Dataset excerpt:
···

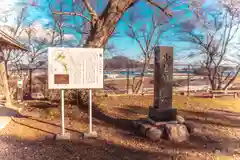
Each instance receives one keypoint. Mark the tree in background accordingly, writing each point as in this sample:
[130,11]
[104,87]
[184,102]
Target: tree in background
[214,38]
[147,36]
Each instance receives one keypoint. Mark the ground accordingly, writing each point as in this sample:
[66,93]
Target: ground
[216,135]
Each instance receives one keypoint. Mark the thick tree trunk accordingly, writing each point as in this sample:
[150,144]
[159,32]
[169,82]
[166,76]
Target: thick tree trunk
[5,84]
[104,26]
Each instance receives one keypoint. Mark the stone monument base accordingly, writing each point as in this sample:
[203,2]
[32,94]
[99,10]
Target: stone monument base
[159,115]
[176,131]
[65,136]
[93,134]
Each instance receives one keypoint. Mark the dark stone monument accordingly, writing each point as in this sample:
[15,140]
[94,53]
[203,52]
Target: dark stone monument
[163,75]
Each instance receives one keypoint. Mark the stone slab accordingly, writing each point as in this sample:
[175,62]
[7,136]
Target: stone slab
[160,123]
[93,134]
[65,136]
[177,132]
[159,114]
[155,133]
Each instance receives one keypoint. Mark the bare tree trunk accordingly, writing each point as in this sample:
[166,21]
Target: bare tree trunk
[3,72]
[103,27]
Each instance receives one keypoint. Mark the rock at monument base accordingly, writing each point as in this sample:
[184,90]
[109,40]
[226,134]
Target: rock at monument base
[159,114]
[137,123]
[155,133]
[177,132]
[180,119]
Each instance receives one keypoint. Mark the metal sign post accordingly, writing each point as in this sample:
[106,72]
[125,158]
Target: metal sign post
[91,133]
[62,111]
[90,111]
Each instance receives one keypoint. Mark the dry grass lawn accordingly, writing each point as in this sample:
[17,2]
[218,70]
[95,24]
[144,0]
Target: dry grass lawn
[216,135]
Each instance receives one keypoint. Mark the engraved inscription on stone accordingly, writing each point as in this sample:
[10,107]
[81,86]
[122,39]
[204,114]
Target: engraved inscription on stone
[61,79]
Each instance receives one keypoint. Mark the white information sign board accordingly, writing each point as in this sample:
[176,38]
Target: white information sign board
[75,68]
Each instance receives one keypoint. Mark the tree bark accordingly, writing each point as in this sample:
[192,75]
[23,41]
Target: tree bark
[103,27]
[5,84]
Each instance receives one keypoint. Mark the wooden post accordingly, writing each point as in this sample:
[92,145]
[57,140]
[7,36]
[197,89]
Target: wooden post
[30,83]
[128,79]
[188,89]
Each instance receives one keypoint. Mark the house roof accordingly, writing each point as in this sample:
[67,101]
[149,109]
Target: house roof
[8,42]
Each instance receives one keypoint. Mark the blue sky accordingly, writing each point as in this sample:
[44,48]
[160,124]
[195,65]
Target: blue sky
[125,45]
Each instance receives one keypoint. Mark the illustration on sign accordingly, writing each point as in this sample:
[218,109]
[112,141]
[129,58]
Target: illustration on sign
[73,68]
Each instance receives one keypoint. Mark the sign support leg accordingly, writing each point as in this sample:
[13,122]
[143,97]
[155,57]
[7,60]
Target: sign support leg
[90,133]
[63,135]
[62,111]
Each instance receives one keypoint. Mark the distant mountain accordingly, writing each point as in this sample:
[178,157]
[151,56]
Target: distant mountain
[121,62]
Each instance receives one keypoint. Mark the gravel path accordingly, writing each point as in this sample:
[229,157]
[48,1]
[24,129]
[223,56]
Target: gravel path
[30,138]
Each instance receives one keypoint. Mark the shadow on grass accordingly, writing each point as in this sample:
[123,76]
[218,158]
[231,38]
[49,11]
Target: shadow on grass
[9,112]
[43,105]
[213,117]
[62,150]
[133,109]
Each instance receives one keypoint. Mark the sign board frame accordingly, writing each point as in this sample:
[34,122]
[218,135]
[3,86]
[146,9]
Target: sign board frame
[63,80]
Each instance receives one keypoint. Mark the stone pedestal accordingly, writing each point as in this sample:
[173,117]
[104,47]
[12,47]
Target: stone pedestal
[158,114]
[93,134]
[65,136]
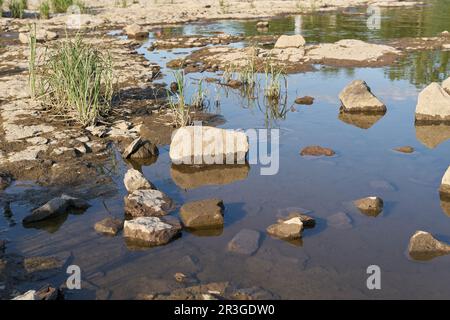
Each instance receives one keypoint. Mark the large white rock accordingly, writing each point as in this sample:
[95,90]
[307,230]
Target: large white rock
[357,97]
[295,41]
[208,145]
[134,180]
[445,184]
[152,230]
[446,85]
[433,104]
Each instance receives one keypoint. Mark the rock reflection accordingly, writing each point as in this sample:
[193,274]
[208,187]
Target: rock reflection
[191,177]
[360,120]
[432,135]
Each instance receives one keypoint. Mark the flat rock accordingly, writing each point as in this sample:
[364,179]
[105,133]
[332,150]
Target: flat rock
[294,41]
[245,242]
[152,231]
[147,203]
[369,205]
[208,145]
[306,100]
[56,207]
[317,151]
[446,85]
[110,226]
[357,97]
[135,31]
[290,229]
[433,104]
[445,183]
[423,246]
[405,149]
[140,149]
[135,180]
[203,214]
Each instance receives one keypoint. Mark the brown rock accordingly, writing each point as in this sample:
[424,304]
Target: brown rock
[317,151]
[110,226]
[203,214]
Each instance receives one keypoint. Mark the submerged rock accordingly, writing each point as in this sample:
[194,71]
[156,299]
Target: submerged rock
[433,104]
[208,145]
[445,183]
[56,207]
[306,100]
[203,214]
[135,180]
[5,180]
[369,205]
[189,177]
[110,226]
[405,149]
[135,31]
[294,41]
[152,231]
[317,151]
[140,149]
[357,97]
[423,246]
[147,203]
[245,242]
[290,229]
[360,120]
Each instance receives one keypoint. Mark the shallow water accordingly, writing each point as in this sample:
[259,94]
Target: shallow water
[331,260]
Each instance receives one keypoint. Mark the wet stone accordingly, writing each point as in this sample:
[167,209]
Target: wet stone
[152,231]
[245,242]
[147,203]
[369,205]
[317,151]
[109,226]
[203,214]
[423,246]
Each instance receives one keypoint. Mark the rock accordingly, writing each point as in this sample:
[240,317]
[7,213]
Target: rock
[110,226]
[369,205]
[5,180]
[423,246]
[308,222]
[203,214]
[433,104]
[262,24]
[135,31]
[357,97]
[147,203]
[153,231]
[295,41]
[234,83]
[405,149]
[446,85]
[306,100]
[208,145]
[245,242]
[140,149]
[135,180]
[290,229]
[317,151]
[340,220]
[56,207]
[190,177]
[445,183]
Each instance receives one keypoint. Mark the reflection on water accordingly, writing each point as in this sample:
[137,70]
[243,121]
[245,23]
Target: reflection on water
[360,120]
[432,135]
[191,177]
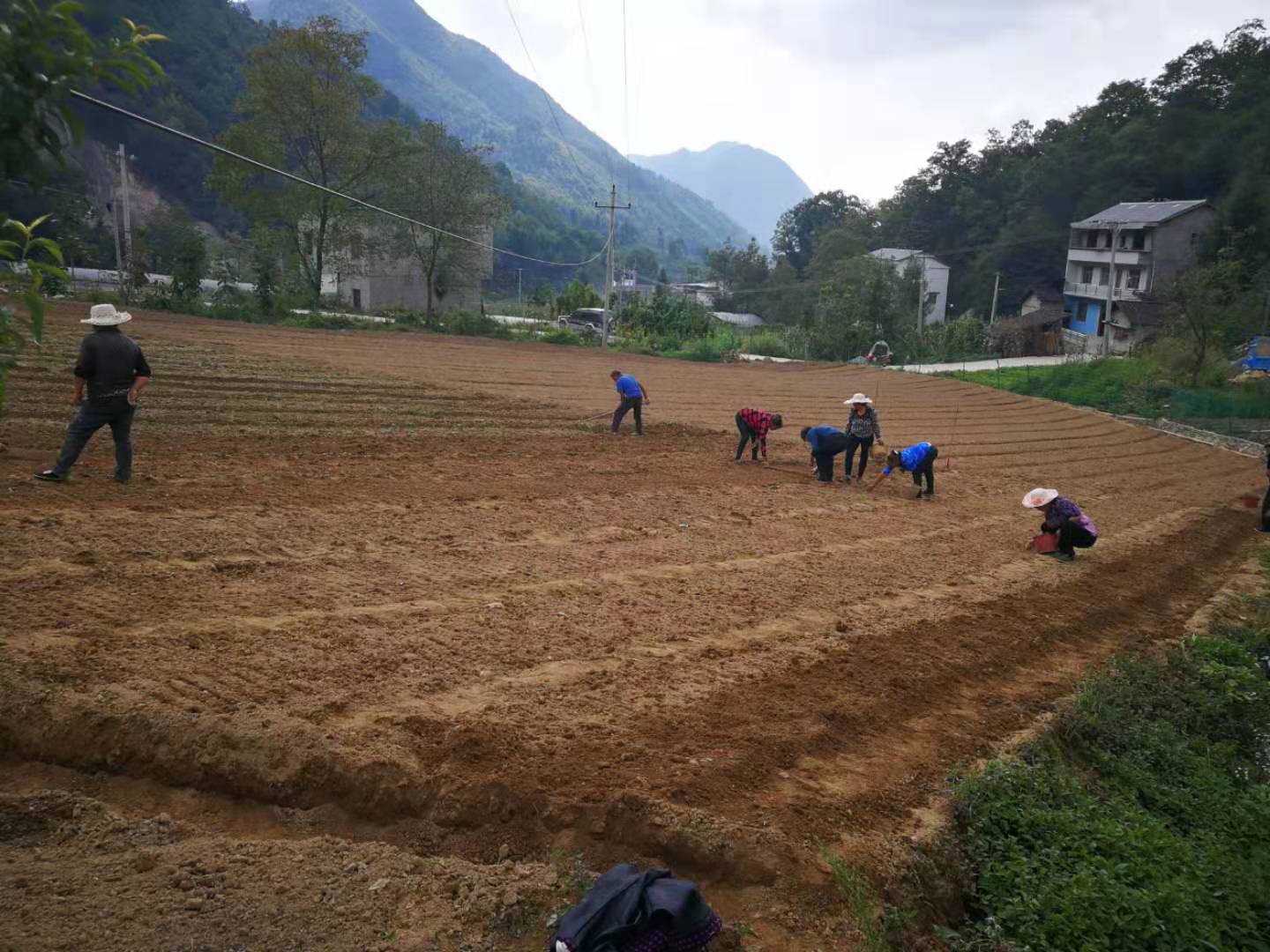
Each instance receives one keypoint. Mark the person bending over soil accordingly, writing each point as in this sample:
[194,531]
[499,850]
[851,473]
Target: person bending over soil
[1064,518]
[826,443]
[918,460]
[631,398]
[753,427]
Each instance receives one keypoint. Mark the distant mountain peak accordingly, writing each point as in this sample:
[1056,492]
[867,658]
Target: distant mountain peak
[746,183]
[461,83]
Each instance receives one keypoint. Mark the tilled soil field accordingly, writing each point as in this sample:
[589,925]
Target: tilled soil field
[384,646]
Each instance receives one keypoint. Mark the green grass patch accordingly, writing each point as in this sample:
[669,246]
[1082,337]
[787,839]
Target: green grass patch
[1133,386]
[1142,820]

···

* [Task to carry out]: All of the entries above should be duplicated exactly, except for the pictures.

* [Correct answer]:
Each instance receives one keypoint. Mark the tree in background accordingly, writing each point as in this sample:
[130,11]
[104,87]
[184,102]
Target: tree in background
[214,38]
[147,36]
Each instance receives one keypoint. Mark the ground accordingly, writing each point as in this sample:
[66,93]
Target: ground
[216,135]
Each instance receives one keypoint. Mark the thick tree trunk accordingly, writing each point as in this sample:
[150,144]
[159,32]
[169,82]
[166,76]
Target: thick tree trunk
[5,84]
[104,26]
Each instance receives one keypoint. Mark the stone monument base accordingly, writing each point as in this sample:
[203,2]
[32,94]
[99,10]
Target: stone monument base
[159,115]
[176,131]
[65,136]
[93,134]
Each instance receives one keypoint. Mark the dark stone monument accordingly, writing each point as in this sample:
[15,140]
[94,53]
[203,52]
Target: dark stone monument
[163,75]
Each instance receives one keypoint. Mark the stone slab accordingly, writing each point as in this sample:
[175,62]
[7,136]
Target: stone slab
[160,123]
[93,134]
[65,136]
[177,132]
[159,114]
[155,133]
Each instance receives one keypoint. Mark the bare tree trunk accordingly, writing each point as in this sample:
[166,21]
Target: bare tree trunk
[3,72]
[103,27]
Each instance receives one keypoint. Mark the rock at monument base accordingly, writing each point as in this sample:
[184,90]
[109,40]
[226,134]
Target: rock at monument base
[159,114]
[137,123]
[155,133]
[177,132]
[180,119]
Each instance receives one keypoint. Mark the metal sign post accordingly, writing each point as in this sample:
[106,72]
[125,158]
Target: metal sign post
[91,133]
[62,111]
[90,111]
Each instance receives one keypoint. Mark the dry grass lawn accordingly, writing each point as in this sample:
[17,2]
[218,70]
[95,24]
[144,0]
Target: dry grass lawn
[216,135]
Each instance receives one keypoint. Mark the engraved inscription on stone accordingly, writing each point as in this sample:
[10,107]
[81,86]
[122,39]
[204,114]
Target: engraved inscription on stone
[61,79]
Each instance receives one keypoint. Mark the white information sign board accordingly, writing each point as in this sample:
[176,38]
Target: white information sign board
[75,68]
Each instance receives one keypoint. Mark the tree bark accordingly, writing each point as in this sample:
[192,75]
[23,41]
Target: tree bark
[103,27]
[5,84]
Each instance receives one keypoint. Mark the wooden post accordingly, writing each point as in this sample:
[92,145]
[57,140]
[7,36]
[197,89]
Target: wooden post
[30,83]
[128,79]
[188,89]
Each instance receives one keypoint. Mark the house roof accordingly, writing each point as in this sample:
[67,101]
[149,109]
Target: house roof
[8,42]
Each instance receives one keypoint. Mark the blue sky accordingly, writing each point as in this sample:
[44,48]
[160,124]
[195,65]
Target: blue sky
[125,45]
Each instance receives one keypoint. Mark the illustration on sign accordingly, writing each point as in this sample:
[218,109]
[112,141]
[129,58]
Target: illustration on sign
[73,68]
Each instance receives one keypoint. Mark the sign support leg accordingly, writing each point as in this sample:
[13,122]
[143,97]
[155,57]
[7,60]
Target: sign support leg
[90,133]
[63,135]
[62,111]
Each instance receives one keypoint. Mark the distant mountain accordingly, writing each point as in this sample:
[178,157]
[151,56]
Target: distant mountain
[121,62]
Each instance receives one keypoint. Mark the gravel path accordingly, writing each point as in this sample:
[229,157]
[48,1]
[24,129]
[223,56]
Target: gravel path
[30,138]
Each instance receives one keypoint. Mark the shadow on grass accordingly, writing each point as in this sample:
[123,76]
[218,158]
[231,38]
[49,11]
Target: shadow on grass
[9,112]
[43,105]
[213,117]
[62,150]
[133,109]
Each instance receives one keypoint. Mark the sign board frame accordingly, writing each point as in this sample:
[34,122]
[218,135]
[3,86]
[146,9]
Target: sign board frame
[63,80]
Each instance receives one keypoint. Mark the stone pedestal accordingly, writing each point as in this sample:
[173,117]
[104,47]
[12,47]
Target: stone pedestal
[158,114]
[93,134]
[65,136]
Each instance receives one keypoint. Mark the large white rock accordingly, writing each point as in this sample:
[95,90]
[307,230]
Target: large white rock
[357,97]
[295,41]
[208,145]
[134,180]
[445,184]
[152,230]
[446,85]
[433,104]
Each instance receives one keypoint. Mark the rock reflection accordingly, writing each point as in this sample:
[193,274]
[208,187]
Target: rock reflection
[191,177]
[360,120]
[432,135]
Each instance receives one keypoint. Mark the flat rock accordingly, writing each point as in this sample:
[364,179]
[105,133]
[332,150]
Target: flat rock
[294,41]
[245,242]
[152,231]
[147,203]
[369,205]
[208,145]
[306,100]
[56,207]
[317,151]
[446,85]
[110,226]
[357,97]
[135,31]
[290,229]
[433,104]
[445,183]
[423,246]
[405,149]
[140,149]
[135,180]
[203,214]
Each instance receives one keypoint. Mark the brown rock accordingly, writing each point as in this sample:
[424,304]
Target: brown rock
[317,151]
[110,226]
[203,214]
Each instance receives one keypoint. Mark the submerged rock accordingly, writing each point as in this sample:
[194,71]
[156,299]
Target: submerged rock
[433,104]
[208,145]
[445,183]
[56,207]
[306,100]
[203,214]
[135,180]
[5,180]
[369,205]
[189,177]
[110,226]
[405,149]
[135,31]
[294,41]
[152,231]
[317,151]
[140,149]
[357,97]
[423,246]
[147,203]
[245,242]
[290,229]
[360,120]
Each instance receives one keypoint. Mark the shallow water accordingly, writing each point as in this sample:
[259,94]
Target: shallow water
[331,260]
Each instance receives one keypoint. Mark the wet stone accordingly, writing each point as in this sample:
[167,209]
Target: wet stone
[152,231]
[245,242]
[147,203]
[369,205]
[317,151]
[109,226]
[203,214]
[423,246]
Each instance receives one keypoint. Mark the rock accordingly, writing each point as in this sample:
[240,317]
[7,213]
Target: rock
[110,226]
[369,205]
[5,180]
[423,246]
[308,222]
[203,214]
[433,104]
[262,24]
[135,31]
[357,97]
[147,203]
[153,231]
[295,41]
[234,83]
[405,149]
[446,85]
[306,100]
[208,145]
[245,242]
[140,149]
[135,180]
[290,229]
[317,151]
[340,220]
[56,207]
[190,177]
[445,183]
Each instance receives one keypoint. Mark the reflection on water accordingly, writing each point as in this sample:
[137,70]
[243,121]
[245,23]
Target: reflection on water
[360,120]
[432,135]
[191,177]
Each instance receives one keypoint. Mark the person bending over soil accordingly, writing each point as in this sample:
[194,531]
[499,850]
[851,473]
Target: person bending over soil
[1064,518]
[826,443]
[918,460]
[631,398]
[753,427]
Each instance receives one keypoint. Mark the distant mountain peak accordingly, writing each point as in this sample:
[1056,492]
[867,658]
Target: distant mountain peak
[746,183]
[461,83]
Each instance receives one keypoint. Mark the tilled soil field accordingly, writing each point as in this sample:
[589,925]
Target: tilled soil field
[384,646]
Each instance receives one keypoint. Mark the green grass patch accordingly, writing each point as in this sample:
[669,246]
[1082,337]
[787,839]
Target: green grass patch
[1133,386]
[1142,820]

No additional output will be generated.